***** Source document
What does Urbit do? - zindlerb

I have seen several high ranking posts related to Urbit. I have spent some time on the site, but I cannot figure out the purpose of Urbit. What problem does it help solve? What does it do?
======
Q4273j3b
Someone posted this link to an explanation a few hours ago:
[https://news.ycombinator.com/item?id=6492366](https://news.ycombinator.com/item?id=6492366)
It looks like that blogger will be writing more on Urbit soon. At the very
least the comments on that blog post are informative & opinionated: look for
the one by "StephenH".

Basically, Urbit's thesis is that "the internet is broken"\---that it's a
square peg document delivery system hammered viciously into a round
distributed applications hole---and that UNIX is overpowered / for sysadmins.
**********
▶ _Work required_
Pick up the thread on what Urbit does and continue it from its last sentence. The records have no connection to the Urbit thread.
***** Data records
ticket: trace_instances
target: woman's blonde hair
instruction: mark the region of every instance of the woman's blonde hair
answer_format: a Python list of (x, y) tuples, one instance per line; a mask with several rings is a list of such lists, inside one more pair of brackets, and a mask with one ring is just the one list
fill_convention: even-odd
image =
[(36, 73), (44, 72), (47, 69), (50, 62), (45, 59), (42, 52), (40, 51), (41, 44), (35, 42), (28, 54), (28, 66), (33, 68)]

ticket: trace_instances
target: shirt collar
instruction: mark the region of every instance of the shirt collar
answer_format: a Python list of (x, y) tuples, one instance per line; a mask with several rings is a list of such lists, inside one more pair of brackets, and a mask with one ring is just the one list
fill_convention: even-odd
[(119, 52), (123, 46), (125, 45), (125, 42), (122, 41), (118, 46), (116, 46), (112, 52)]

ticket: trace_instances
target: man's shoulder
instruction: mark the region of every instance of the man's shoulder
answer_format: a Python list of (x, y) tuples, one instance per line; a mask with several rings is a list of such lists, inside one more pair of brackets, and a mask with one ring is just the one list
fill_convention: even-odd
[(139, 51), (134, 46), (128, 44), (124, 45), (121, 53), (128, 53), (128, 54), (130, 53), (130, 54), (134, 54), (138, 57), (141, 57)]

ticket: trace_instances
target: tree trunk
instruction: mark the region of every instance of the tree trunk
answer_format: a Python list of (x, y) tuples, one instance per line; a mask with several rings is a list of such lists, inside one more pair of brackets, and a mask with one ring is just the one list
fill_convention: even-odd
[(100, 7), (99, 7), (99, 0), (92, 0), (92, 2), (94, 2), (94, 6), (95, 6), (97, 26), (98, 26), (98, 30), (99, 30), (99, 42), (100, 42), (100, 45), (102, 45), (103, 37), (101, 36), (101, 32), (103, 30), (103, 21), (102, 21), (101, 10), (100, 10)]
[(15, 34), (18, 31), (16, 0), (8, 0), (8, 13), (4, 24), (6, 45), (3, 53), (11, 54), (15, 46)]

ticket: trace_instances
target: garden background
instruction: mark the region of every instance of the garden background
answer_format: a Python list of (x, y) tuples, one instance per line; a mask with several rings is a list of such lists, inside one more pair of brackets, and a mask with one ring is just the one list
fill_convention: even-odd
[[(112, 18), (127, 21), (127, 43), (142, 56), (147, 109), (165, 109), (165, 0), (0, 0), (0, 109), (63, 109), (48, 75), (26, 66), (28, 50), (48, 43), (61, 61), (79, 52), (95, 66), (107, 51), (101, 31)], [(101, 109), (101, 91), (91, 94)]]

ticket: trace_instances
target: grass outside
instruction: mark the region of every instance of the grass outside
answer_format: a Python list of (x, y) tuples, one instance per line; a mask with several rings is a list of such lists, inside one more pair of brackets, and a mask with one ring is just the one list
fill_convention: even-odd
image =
**********
▶ _Final result_
Urbit's goal is to replace your C-based OS and your HTML-based web with a
unified, typed functional, VM-ish "thing". (Source: what I remember from the
presentation video.)

To summarize: fix broken web, fix broken OS, create the developer's idea of a
decent functional language. I think he knows he's being quixotic, but his
morale is good and he's having a nice time of it.

Anybody at all please go ahead and correct me if I got anything wrong---I'm
absolutely not an expert on any of this.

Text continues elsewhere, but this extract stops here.